The latest unemployment numbers released from the Employment Security Department (ESD) continue to show that the unemployment trust fund is continuing to be drained at a rate much higher than the state is projecting. ESD continues to provide unclear and mis-leading reporting of the state unemployment fund balance and the rate of decline.

The May 14th press release shows the state spent $767 million (an increase of almost $130 million from the previous week) of federal and state funds on unemployment benefits for the week of May 3-9. Based on previous estimates, $245 million of the $767 million was spent from the state reserve.

The fund balance was $4 billion on May 1st. This was the last official balance available from ESD. Simple math shows that at an average of payout rate of $250 million a week means all the money will be gone in less than 100 days depending on the starting fund balance.

Point-per-instance localization data:
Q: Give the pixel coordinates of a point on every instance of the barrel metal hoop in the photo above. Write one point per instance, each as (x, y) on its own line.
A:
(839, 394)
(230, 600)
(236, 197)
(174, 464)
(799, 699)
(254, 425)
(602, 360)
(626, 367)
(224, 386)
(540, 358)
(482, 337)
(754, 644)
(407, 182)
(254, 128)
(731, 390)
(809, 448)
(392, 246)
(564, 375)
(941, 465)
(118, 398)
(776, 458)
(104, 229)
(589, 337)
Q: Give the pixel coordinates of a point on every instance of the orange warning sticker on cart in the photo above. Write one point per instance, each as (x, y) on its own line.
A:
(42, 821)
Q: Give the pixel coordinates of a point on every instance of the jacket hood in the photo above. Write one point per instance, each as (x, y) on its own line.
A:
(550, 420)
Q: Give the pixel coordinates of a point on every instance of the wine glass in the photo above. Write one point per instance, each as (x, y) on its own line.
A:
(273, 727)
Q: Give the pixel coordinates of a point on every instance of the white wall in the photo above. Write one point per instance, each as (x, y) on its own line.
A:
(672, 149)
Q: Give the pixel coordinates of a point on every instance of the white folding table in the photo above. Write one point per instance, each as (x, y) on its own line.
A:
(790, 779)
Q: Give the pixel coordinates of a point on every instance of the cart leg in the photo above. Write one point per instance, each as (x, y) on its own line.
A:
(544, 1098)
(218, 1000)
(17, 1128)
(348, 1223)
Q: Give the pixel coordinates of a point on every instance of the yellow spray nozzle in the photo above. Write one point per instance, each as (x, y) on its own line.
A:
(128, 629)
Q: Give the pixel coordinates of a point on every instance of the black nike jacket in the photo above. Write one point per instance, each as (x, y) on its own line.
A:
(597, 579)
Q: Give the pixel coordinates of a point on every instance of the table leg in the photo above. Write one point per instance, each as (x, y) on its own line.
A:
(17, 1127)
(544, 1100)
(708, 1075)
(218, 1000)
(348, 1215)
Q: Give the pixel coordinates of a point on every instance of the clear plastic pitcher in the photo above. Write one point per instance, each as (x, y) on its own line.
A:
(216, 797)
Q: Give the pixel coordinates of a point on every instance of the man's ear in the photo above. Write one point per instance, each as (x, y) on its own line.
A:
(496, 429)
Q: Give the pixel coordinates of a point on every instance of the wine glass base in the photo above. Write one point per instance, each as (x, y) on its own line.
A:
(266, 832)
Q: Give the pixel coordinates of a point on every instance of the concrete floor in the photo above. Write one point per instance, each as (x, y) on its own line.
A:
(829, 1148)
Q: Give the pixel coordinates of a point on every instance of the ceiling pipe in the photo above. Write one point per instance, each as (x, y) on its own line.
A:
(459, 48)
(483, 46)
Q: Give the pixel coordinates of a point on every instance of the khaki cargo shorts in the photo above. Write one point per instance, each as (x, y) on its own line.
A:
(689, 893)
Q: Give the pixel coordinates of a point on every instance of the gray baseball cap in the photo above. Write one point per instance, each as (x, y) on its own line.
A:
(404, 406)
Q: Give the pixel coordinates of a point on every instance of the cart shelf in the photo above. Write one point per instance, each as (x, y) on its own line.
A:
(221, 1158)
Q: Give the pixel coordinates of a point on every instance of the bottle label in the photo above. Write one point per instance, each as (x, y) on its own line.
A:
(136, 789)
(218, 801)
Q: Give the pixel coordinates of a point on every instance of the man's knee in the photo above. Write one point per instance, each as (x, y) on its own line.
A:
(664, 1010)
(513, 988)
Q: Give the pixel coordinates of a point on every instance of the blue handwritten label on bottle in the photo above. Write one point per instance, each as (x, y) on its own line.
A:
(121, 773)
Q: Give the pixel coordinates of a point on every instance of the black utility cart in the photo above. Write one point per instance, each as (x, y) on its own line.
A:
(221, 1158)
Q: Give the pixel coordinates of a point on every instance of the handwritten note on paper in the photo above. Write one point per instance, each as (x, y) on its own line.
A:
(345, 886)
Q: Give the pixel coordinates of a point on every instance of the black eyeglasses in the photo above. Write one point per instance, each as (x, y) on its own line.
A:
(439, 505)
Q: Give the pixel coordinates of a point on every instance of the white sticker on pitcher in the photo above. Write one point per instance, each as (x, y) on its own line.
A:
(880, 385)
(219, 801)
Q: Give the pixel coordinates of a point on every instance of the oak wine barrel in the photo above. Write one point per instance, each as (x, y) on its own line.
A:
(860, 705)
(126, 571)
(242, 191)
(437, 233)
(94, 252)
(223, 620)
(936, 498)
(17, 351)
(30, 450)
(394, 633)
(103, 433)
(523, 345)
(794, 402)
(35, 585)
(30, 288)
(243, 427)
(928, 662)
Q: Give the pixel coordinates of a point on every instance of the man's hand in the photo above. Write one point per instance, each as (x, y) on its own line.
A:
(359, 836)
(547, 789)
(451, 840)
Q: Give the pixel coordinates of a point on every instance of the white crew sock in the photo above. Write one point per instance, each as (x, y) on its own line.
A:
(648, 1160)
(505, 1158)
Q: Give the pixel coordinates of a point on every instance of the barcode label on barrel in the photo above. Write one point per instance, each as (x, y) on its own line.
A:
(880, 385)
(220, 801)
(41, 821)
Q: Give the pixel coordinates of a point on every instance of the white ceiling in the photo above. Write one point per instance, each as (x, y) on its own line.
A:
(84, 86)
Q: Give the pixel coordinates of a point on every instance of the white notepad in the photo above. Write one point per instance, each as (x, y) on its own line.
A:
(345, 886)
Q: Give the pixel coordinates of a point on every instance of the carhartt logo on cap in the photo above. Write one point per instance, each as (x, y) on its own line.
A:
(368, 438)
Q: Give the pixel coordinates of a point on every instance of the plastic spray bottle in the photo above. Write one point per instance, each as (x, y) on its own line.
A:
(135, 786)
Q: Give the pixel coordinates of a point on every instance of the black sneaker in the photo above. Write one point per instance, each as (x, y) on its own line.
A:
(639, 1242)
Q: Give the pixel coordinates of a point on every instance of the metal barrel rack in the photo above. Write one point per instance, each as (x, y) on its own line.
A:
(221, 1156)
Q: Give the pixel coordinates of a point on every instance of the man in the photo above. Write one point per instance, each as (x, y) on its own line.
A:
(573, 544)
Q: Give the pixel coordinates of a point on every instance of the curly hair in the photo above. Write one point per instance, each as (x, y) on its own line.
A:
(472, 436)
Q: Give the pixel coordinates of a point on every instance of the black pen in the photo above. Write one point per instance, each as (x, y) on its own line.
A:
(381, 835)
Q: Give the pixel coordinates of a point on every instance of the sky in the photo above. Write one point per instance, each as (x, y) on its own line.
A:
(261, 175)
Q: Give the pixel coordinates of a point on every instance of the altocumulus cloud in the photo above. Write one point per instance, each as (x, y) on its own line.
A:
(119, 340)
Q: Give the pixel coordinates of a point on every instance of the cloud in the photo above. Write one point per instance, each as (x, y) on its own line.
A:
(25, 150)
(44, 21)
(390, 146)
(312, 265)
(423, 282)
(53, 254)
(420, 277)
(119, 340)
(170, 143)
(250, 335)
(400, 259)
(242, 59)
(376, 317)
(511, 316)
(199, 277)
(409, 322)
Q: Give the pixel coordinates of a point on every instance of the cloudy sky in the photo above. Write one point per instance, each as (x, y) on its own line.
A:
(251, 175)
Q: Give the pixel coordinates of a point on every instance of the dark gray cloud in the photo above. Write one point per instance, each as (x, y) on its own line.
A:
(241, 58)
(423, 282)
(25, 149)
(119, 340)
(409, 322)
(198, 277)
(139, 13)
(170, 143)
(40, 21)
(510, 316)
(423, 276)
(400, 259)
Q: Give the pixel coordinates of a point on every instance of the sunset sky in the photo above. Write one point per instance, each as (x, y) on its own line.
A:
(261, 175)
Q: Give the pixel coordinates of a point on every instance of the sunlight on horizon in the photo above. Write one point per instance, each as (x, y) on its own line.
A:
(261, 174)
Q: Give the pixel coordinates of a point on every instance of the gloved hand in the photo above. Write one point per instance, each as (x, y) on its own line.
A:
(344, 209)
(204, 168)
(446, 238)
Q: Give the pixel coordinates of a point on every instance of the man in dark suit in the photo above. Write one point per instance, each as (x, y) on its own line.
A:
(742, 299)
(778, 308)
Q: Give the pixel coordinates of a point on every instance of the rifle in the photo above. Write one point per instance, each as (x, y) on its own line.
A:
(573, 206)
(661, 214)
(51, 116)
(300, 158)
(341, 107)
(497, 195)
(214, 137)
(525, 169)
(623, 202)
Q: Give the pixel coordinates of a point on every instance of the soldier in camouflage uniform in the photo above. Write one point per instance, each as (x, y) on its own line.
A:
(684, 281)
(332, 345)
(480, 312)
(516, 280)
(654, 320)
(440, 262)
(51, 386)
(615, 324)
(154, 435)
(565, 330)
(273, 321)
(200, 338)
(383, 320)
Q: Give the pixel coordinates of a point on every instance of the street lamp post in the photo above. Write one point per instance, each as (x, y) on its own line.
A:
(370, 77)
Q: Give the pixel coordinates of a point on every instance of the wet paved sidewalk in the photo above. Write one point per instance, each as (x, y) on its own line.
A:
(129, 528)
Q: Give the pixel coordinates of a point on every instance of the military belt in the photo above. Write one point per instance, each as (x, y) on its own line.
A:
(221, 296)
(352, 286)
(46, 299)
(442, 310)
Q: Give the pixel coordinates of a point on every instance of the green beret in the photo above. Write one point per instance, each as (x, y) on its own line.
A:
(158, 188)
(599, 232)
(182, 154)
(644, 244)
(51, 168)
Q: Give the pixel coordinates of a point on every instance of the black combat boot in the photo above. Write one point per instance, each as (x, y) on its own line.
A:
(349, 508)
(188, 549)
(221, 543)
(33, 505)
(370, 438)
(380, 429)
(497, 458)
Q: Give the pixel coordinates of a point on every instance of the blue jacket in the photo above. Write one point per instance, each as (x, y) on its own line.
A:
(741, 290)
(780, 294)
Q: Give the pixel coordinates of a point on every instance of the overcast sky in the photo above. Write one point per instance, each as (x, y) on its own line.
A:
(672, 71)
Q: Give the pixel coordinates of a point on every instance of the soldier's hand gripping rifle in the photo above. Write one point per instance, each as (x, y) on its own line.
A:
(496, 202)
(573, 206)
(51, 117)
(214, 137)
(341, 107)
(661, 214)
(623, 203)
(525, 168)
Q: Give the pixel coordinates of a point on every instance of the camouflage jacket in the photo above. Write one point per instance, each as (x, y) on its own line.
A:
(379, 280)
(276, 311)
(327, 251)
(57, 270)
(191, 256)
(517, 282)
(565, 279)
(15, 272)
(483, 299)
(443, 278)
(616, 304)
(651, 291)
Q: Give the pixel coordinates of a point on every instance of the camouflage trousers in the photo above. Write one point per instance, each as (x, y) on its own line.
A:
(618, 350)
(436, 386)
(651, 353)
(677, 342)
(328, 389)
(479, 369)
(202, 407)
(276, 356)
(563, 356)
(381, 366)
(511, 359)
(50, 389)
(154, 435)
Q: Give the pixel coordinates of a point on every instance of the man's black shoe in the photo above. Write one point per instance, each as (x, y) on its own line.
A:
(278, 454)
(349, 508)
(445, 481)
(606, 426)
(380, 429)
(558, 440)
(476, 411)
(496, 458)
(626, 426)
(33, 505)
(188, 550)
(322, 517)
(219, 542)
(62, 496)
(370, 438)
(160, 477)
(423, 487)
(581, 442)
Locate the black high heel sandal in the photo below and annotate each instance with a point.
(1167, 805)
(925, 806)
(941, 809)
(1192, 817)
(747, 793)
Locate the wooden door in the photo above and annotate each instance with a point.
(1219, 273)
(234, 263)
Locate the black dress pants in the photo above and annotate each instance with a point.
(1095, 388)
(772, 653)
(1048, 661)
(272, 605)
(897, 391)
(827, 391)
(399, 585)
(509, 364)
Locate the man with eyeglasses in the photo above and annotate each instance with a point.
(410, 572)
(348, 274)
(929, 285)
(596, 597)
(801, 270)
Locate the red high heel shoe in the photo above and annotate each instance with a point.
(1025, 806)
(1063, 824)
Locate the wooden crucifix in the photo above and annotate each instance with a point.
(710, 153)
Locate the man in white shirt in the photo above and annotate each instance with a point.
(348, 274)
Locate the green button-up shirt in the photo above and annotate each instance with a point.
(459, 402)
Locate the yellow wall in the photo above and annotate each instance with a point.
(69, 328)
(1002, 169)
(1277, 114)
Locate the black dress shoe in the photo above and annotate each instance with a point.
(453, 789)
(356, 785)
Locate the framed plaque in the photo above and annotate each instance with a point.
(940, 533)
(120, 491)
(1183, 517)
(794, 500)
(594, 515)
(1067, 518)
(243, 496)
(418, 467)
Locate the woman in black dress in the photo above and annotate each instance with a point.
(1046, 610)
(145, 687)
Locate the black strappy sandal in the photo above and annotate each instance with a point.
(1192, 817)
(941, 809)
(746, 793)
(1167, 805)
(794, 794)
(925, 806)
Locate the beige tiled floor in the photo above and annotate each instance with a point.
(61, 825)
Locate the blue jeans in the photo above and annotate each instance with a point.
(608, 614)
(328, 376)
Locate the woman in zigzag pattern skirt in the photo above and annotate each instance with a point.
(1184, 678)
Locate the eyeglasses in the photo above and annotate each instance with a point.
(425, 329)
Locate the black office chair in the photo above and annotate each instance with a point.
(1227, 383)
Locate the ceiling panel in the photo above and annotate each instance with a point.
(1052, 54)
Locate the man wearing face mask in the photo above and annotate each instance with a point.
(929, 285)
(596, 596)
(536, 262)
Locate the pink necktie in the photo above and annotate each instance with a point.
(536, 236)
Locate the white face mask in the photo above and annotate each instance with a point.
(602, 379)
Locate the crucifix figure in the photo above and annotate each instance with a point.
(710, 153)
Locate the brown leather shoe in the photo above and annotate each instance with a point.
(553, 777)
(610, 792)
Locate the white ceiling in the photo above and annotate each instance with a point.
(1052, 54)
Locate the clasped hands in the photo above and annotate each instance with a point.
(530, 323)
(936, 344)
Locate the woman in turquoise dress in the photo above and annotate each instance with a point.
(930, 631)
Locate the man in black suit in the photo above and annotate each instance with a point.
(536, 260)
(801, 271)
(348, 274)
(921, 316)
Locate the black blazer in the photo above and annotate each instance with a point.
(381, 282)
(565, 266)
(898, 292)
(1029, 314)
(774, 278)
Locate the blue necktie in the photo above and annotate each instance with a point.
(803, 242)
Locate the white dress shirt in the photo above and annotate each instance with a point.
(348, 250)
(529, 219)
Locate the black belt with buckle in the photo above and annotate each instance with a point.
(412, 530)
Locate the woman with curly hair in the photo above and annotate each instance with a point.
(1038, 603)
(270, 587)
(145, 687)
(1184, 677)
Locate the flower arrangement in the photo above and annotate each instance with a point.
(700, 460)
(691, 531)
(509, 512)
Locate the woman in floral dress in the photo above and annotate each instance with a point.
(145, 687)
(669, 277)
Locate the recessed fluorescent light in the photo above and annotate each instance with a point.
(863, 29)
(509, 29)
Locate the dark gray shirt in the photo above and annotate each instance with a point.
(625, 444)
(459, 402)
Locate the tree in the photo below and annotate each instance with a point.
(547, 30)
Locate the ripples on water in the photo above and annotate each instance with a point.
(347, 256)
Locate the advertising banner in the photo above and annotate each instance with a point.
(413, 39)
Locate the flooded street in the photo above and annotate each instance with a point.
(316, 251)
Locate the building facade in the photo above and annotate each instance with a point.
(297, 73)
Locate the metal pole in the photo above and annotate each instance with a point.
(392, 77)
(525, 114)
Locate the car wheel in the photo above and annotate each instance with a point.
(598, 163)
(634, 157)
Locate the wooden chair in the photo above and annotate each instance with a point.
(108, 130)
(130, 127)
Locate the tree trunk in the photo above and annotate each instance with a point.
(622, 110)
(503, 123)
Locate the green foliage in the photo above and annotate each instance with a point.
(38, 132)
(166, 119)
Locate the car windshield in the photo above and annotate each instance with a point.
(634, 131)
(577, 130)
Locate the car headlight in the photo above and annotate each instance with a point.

- [Questions on the material]:
- a) Please restate the unemployment fund passage starting with "The latest unemployment" and going on through "the state reserve.", swapping "press release" for "announcement".
- b) What was the fund balance on May 1st, according to the unemployment fund passage?

- [Exercise solutions]:
- a)
The latest unemployment numbers released from the Employment Security Department (ESD) continue to show that the unemployment trust fund is continuing to be drained at a rate much higher than the state is projecting. ESD continues to provide unclear and mis-leading reporting of the state unemployment fund balance and the rate of decline.

The May 14th announcement shows the state spent $767 million (an increase of almost $130 million from the previous week) of federal and state funds on unemployment benefits for the week of May 3-9. Based on previous estimates, $245 million of the $767 million was spent from the state reserve.

- b) $4 billion